Content starts
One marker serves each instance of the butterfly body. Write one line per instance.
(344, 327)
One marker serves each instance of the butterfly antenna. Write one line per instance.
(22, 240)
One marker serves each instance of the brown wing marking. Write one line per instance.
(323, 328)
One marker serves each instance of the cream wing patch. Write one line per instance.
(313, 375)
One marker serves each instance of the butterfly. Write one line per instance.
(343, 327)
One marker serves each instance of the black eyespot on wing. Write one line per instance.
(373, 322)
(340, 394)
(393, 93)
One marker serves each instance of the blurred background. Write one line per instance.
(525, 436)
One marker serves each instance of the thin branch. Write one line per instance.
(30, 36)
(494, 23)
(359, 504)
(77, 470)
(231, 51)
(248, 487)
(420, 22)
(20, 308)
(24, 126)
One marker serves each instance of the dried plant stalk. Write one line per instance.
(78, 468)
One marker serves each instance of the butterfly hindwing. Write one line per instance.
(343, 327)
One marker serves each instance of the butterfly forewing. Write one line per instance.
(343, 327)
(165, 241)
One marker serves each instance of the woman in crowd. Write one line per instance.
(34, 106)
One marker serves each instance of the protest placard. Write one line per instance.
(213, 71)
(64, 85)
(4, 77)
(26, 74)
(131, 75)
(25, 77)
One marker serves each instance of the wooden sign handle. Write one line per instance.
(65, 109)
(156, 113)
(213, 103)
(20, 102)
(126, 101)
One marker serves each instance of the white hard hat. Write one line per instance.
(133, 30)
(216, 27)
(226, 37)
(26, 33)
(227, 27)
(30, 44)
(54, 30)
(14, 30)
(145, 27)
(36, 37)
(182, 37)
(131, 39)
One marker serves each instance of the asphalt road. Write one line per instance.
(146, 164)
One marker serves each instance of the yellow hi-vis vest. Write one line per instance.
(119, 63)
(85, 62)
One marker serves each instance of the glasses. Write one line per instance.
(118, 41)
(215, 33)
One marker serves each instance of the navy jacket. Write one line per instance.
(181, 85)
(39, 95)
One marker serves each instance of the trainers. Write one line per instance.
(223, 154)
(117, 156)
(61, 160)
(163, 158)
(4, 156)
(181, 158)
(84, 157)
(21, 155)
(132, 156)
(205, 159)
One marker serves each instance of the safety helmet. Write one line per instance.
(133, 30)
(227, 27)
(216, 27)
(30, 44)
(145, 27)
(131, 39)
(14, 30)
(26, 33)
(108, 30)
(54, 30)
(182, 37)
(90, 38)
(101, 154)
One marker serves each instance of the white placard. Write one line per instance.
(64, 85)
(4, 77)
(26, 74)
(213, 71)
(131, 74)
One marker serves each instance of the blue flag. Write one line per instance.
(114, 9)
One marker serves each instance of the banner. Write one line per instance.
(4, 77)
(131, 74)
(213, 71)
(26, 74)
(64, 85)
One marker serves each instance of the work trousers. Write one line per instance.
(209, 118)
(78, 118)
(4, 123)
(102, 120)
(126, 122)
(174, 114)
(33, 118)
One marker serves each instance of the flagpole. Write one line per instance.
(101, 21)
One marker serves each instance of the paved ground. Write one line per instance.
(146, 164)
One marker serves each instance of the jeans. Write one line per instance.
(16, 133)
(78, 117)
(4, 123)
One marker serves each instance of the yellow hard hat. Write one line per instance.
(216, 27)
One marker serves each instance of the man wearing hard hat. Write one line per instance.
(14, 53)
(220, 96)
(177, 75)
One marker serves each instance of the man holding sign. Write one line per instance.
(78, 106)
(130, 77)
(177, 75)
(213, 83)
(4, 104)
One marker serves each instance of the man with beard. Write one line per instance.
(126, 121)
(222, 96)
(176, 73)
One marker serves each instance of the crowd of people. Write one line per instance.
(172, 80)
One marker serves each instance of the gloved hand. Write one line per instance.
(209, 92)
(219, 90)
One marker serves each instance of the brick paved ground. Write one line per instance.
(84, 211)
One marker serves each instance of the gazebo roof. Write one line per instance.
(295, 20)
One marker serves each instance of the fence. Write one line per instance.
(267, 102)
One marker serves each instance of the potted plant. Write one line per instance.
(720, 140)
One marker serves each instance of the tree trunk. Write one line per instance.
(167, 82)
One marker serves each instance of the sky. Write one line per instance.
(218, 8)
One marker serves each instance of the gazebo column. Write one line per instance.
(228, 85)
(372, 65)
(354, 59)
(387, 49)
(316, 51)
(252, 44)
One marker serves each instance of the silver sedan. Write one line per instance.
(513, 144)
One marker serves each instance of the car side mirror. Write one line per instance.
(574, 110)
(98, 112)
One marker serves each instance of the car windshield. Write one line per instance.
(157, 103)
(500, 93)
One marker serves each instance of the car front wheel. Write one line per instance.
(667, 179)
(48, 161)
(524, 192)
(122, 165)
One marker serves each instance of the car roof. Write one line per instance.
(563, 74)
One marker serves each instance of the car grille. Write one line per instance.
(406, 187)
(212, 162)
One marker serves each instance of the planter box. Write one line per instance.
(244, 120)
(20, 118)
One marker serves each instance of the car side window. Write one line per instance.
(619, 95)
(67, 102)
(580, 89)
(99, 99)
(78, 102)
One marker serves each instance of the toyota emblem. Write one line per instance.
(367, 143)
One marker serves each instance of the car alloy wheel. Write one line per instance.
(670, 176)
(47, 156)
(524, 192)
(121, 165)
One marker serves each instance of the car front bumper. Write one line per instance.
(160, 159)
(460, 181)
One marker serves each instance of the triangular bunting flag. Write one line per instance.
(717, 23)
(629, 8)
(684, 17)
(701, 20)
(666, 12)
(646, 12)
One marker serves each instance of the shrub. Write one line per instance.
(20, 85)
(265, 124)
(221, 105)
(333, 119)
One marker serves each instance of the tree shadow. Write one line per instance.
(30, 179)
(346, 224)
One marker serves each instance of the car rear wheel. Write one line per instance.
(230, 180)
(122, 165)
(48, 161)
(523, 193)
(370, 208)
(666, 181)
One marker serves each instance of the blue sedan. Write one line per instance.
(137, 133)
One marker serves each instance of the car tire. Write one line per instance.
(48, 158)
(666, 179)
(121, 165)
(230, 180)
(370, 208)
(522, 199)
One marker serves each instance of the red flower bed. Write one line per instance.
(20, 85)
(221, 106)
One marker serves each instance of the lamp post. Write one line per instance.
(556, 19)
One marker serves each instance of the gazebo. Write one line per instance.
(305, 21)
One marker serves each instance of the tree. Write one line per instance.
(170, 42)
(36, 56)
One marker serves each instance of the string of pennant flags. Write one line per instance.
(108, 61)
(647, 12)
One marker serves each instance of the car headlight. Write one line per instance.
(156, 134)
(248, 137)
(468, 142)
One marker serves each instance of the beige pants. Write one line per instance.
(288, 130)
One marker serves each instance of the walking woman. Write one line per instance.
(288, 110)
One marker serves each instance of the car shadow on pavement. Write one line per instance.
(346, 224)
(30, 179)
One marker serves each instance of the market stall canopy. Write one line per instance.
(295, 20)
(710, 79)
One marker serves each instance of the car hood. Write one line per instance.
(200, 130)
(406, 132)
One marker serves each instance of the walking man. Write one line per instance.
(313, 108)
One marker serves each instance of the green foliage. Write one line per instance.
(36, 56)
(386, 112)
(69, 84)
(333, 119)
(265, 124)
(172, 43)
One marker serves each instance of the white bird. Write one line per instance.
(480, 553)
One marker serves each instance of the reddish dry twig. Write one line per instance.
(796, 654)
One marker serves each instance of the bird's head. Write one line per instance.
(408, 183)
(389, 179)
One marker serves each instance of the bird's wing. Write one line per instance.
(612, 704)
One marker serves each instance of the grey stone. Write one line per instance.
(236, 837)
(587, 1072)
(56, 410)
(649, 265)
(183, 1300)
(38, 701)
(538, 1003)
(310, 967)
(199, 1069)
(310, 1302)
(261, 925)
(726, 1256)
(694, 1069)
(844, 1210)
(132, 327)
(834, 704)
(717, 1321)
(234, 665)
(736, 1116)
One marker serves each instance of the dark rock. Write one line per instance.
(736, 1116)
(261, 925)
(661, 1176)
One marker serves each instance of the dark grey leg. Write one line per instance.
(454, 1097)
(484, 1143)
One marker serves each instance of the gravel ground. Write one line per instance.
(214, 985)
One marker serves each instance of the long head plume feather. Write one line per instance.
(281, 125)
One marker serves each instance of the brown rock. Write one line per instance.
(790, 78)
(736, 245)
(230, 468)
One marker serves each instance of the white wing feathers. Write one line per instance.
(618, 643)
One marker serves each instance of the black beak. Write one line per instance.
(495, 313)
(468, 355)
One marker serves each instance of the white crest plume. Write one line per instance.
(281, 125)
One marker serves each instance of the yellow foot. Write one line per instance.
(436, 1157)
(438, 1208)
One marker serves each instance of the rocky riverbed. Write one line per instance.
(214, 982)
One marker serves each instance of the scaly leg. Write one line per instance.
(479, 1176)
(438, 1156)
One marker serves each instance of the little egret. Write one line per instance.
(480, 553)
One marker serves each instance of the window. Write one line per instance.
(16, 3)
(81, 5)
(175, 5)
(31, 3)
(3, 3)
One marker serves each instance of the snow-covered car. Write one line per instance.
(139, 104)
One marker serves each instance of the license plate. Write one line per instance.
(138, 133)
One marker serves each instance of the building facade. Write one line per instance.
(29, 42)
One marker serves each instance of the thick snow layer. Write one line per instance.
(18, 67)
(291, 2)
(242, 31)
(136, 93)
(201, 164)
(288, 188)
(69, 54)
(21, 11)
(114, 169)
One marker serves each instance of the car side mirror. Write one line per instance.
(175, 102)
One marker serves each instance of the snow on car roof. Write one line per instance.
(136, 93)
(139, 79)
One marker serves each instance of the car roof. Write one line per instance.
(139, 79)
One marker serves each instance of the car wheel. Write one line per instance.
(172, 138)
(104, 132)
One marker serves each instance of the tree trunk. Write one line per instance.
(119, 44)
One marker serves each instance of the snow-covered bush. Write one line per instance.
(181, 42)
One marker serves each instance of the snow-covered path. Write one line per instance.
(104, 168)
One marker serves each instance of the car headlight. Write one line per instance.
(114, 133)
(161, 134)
Content ends
Starting from the line that contains "One marker serves each instance of the snow-covered path.", transcribe each line to the end of the records above. Please add nothing.

*Exercise response*:
One marker serves each instance of the snow-covered path. Write one line per instance.
(104, 168)
One marker serves each instance of the car headlight. Write one line per instance.
(114, 133)
(161, 134)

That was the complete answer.